Dataset excerpts on object pointing:
- - - - -
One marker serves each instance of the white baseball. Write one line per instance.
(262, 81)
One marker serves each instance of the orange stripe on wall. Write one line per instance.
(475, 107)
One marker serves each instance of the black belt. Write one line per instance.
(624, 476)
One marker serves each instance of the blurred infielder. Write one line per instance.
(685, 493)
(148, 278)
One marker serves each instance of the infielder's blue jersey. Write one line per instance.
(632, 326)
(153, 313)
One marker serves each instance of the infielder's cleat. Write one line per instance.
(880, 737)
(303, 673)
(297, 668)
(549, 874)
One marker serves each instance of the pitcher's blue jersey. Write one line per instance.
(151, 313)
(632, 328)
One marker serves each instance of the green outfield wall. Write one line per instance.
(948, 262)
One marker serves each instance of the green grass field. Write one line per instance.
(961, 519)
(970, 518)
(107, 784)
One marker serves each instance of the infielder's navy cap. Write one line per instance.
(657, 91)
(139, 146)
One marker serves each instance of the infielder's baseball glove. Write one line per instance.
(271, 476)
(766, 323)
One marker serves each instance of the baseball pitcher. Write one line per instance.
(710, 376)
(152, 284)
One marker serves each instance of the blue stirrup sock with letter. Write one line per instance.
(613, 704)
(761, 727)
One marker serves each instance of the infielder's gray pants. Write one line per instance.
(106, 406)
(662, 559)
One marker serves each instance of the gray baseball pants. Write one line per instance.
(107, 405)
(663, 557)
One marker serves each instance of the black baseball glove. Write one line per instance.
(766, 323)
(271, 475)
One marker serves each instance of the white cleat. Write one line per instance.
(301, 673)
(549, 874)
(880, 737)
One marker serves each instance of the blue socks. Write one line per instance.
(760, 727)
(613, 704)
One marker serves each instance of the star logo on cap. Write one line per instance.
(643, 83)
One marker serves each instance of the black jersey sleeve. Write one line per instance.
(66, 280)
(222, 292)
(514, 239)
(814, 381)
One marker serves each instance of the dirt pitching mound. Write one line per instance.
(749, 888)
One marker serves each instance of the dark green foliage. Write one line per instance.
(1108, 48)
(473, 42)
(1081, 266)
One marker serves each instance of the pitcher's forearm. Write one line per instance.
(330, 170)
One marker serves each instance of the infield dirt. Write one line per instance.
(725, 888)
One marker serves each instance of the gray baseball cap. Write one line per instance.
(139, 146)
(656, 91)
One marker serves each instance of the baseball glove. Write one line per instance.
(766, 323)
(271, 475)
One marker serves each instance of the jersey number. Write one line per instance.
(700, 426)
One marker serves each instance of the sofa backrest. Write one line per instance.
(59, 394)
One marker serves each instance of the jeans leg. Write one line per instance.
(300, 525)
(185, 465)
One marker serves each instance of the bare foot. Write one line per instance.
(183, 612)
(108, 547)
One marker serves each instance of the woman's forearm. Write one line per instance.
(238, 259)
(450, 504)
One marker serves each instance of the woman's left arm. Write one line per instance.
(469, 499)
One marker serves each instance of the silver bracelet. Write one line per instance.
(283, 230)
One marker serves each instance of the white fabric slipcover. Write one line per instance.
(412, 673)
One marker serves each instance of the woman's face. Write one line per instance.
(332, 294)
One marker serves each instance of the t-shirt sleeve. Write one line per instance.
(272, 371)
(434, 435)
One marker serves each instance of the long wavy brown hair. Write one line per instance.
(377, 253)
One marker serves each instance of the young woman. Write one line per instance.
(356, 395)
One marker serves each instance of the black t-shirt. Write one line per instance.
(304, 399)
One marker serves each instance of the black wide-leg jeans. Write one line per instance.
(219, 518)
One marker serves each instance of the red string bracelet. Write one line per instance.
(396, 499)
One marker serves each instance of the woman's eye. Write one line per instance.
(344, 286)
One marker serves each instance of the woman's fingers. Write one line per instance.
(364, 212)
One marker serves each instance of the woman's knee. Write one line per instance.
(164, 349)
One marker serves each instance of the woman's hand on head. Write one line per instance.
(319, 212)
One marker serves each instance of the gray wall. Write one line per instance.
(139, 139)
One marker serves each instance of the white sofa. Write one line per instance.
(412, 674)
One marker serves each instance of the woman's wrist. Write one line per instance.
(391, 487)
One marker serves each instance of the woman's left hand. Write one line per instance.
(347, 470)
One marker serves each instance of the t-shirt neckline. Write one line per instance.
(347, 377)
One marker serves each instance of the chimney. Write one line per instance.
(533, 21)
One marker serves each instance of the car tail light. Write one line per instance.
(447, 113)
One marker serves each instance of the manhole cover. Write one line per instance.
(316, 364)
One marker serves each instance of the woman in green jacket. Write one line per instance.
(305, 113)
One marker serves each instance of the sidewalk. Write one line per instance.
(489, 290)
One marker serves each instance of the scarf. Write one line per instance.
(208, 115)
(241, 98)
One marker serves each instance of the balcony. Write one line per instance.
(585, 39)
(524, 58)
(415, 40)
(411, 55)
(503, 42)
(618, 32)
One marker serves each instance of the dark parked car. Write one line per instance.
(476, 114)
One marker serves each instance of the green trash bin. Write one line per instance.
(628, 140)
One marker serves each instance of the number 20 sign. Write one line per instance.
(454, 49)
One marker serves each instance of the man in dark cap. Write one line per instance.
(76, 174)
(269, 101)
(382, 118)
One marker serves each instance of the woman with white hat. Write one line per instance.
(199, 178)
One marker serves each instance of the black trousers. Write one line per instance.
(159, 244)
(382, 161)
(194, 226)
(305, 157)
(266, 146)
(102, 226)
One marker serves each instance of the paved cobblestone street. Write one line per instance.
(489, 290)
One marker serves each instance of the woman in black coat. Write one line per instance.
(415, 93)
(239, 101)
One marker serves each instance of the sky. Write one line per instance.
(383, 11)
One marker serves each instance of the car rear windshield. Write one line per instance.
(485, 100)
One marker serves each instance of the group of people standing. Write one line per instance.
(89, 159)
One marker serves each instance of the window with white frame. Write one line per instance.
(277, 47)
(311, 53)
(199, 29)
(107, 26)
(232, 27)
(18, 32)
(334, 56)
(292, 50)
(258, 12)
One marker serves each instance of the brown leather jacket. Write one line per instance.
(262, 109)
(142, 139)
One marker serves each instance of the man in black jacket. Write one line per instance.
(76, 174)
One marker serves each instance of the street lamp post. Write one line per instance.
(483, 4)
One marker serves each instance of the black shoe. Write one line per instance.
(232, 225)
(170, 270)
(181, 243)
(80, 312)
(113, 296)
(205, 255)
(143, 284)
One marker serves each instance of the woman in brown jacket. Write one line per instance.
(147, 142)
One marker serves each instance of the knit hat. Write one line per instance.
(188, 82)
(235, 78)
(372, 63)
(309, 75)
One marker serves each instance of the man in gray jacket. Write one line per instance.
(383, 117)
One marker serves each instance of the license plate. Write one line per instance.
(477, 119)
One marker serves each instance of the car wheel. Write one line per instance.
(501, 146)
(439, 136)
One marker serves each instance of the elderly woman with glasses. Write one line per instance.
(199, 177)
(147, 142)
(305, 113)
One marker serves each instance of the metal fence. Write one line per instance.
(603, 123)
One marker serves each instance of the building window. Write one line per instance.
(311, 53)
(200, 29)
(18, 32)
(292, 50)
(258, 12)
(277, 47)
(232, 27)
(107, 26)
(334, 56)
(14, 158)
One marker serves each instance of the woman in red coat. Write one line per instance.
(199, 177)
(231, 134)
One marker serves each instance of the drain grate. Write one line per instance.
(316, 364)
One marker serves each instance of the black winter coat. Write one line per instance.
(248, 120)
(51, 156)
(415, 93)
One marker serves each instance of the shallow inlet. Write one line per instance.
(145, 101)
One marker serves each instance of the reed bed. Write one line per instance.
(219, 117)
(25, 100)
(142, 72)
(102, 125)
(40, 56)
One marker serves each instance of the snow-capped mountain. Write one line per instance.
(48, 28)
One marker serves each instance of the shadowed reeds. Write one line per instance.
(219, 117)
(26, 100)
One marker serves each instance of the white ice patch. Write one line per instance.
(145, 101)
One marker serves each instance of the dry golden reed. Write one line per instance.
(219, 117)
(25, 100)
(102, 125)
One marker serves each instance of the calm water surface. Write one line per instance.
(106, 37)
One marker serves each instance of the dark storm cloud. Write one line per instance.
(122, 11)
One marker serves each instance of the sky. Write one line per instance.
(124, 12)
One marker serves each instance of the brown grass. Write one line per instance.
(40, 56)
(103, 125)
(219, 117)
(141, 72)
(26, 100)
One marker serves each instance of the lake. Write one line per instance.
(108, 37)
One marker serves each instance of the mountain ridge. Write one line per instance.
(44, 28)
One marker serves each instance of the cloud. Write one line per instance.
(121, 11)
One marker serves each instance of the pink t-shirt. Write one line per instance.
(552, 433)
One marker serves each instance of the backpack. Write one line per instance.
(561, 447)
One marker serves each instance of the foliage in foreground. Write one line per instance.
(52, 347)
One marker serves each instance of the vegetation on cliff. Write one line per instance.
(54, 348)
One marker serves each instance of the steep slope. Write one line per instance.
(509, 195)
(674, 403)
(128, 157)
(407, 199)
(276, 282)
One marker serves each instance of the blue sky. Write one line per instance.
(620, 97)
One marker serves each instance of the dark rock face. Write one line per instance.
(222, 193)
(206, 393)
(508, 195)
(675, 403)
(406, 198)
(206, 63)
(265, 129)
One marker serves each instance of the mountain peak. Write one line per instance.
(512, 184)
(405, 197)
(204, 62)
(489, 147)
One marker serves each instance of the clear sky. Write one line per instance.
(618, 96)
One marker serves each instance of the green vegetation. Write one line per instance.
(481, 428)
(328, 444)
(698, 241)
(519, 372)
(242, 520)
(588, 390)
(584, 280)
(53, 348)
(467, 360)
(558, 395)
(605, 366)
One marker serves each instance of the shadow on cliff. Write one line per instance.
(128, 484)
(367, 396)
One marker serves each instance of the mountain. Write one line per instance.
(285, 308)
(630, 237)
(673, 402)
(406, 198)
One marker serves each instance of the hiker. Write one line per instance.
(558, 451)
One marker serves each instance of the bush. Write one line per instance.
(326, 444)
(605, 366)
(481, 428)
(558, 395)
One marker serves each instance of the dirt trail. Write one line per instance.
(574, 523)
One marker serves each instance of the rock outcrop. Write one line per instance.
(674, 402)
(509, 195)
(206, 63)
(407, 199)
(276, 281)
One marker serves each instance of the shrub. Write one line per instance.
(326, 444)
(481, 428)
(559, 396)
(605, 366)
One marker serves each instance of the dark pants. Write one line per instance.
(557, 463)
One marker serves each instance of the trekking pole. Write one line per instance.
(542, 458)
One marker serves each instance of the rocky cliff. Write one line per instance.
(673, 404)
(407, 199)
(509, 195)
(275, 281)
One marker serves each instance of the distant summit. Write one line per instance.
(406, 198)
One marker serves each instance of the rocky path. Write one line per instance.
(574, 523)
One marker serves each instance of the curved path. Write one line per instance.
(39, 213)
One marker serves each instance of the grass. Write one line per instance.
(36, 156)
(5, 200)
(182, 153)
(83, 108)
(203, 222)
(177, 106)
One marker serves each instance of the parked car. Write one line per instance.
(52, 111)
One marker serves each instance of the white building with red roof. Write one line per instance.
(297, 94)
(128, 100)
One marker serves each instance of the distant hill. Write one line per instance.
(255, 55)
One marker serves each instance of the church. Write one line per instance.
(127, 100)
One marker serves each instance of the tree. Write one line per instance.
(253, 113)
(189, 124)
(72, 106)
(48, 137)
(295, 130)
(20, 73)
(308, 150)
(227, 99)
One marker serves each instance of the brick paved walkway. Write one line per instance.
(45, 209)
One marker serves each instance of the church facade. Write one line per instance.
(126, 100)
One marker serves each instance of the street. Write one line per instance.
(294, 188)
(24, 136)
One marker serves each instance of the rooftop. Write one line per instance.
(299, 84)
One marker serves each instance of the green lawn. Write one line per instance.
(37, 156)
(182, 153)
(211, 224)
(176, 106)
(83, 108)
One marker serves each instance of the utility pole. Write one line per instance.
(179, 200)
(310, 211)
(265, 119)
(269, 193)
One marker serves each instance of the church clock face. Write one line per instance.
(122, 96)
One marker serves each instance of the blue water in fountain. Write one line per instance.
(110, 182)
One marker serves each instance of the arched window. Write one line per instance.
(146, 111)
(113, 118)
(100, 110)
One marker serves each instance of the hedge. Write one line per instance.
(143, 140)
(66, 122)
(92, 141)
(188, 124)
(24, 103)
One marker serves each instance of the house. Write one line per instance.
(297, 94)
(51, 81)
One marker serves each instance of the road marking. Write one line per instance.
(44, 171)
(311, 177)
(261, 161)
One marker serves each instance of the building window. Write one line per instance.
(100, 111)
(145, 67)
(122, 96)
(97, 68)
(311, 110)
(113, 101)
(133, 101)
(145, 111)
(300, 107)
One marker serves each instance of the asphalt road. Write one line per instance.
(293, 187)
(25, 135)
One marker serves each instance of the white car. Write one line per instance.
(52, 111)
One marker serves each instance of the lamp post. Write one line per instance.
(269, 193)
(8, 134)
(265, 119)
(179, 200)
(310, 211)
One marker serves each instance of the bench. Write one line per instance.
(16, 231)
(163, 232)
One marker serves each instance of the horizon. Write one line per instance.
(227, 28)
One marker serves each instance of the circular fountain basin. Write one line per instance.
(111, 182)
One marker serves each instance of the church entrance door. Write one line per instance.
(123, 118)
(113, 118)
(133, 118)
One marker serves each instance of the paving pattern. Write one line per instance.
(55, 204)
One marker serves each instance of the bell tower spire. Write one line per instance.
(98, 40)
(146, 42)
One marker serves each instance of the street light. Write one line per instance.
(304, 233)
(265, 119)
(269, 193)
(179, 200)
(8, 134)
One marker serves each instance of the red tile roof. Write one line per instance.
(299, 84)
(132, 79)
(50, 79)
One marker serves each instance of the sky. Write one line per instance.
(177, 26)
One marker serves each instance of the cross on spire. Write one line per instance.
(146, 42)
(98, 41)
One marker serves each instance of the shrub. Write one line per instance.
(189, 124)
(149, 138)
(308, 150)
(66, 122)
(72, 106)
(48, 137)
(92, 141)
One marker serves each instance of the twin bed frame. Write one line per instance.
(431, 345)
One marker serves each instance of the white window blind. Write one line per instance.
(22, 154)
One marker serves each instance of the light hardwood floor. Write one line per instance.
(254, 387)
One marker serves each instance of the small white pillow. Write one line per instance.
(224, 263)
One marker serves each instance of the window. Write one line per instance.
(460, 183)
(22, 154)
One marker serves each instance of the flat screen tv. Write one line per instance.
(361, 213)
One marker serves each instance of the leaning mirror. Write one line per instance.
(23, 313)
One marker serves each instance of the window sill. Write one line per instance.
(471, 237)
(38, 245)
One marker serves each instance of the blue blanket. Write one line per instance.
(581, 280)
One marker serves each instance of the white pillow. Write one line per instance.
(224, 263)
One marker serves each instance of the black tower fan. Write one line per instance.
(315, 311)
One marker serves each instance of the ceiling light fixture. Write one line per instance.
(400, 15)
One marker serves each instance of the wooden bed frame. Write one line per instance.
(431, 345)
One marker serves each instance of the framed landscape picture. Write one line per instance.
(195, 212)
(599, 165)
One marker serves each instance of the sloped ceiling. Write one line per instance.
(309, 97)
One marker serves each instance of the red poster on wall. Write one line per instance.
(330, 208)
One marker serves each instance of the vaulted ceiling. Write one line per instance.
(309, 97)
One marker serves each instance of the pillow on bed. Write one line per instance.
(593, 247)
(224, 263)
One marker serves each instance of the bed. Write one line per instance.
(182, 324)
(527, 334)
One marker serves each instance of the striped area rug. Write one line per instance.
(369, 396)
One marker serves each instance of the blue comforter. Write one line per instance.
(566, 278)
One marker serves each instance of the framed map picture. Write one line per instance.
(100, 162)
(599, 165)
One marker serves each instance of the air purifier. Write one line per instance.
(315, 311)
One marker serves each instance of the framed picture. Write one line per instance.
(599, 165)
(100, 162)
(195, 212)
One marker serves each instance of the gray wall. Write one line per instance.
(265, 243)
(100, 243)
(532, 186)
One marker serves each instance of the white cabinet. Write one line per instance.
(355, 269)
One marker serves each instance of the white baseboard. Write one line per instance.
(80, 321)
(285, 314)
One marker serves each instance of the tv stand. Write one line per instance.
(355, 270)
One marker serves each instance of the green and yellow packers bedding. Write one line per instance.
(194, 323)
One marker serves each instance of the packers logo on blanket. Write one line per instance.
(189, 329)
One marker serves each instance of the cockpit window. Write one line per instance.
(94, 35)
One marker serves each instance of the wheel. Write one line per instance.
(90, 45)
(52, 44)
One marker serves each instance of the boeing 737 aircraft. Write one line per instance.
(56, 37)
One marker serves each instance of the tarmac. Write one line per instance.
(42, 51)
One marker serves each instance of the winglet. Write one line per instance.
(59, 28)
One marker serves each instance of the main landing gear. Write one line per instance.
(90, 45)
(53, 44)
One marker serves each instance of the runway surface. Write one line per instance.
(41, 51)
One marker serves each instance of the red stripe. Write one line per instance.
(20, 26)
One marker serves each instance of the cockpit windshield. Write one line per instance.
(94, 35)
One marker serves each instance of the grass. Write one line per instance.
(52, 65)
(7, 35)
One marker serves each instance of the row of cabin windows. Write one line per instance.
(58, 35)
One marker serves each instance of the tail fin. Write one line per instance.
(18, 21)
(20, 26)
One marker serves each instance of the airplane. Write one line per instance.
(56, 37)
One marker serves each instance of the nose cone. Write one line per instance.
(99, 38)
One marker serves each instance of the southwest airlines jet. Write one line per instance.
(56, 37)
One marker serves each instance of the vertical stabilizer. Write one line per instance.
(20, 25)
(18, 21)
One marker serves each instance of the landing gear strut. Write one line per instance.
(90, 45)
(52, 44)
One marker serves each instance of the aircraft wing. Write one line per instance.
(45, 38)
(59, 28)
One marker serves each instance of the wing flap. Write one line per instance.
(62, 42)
- - - - -
» Problem requirements
Reproduce only the lines running from the one that contains "One marker serves each instance of the green and" to the last line of the records.

» Full response
One marker serves each instance of the green and yellow packers bedding. Write one line per instance.
(194, 323)
One marker serves each instance of the packers logo on blanket. Write one line per instance.
(189, 329)
One marker serves each instance of the cockpit window. Write one line per instance.
(94, 35)
One marker serves each instance of the wheel. Write one line per instance.
(90, 45)
(52, 44)
One marker serves each instance of the boeing 737 aircraft. Write one line per instance.
(56, 37)
One marker serves each instance of the tarmac. Write one line per instance.
(42, 51)
One marker serves each instance of the winglet. Write one line per instance.
(59, 28)
One marker serves each instance of the main landing gear. Write one line per instance.
(90, 45)
(53, 44)
One marker serves each instance of the runway surface. Write one line per instance.
(41, 51)
One marker serves each instance of the red stripe. Write one line per instance.
(20, 26)
One marker serves each instance of the cockpit windshield. Write one line per instance.
(94, 35)
One marker serves each instance of the grass. Write one line per instance.
(52, 65)
(7, 35)
One marker serves each instance of the row of cabin windows. Write one line per instance.
(58, 35)
One marker serves each instance of the tail fin. Write one line per instance.
(18, 21)
(20, 26)
One marker serves each instance of the airplane. Write one line per instance.
(56, 37)
One marker serves each instance of the nose cone. Write one line per instance.
(99, 38)
One marker serves each instance of the southwest airlines jet. Write one line per instance.
(56, 37)
One marker serves each instance of the vertical stabilizer. Write one line per instance.
(20, 25)
(18, 21)
One marker serves each instance of the landing gear strut. Write one line per instance.
(90, 45)
(52, 44)
One marker serves each instance of the aircraft wing. Write one line per instance.
(45, 38)
(59, 28)
One marker serves each instance of the wing flap. Write one line per instance.
(62, 42)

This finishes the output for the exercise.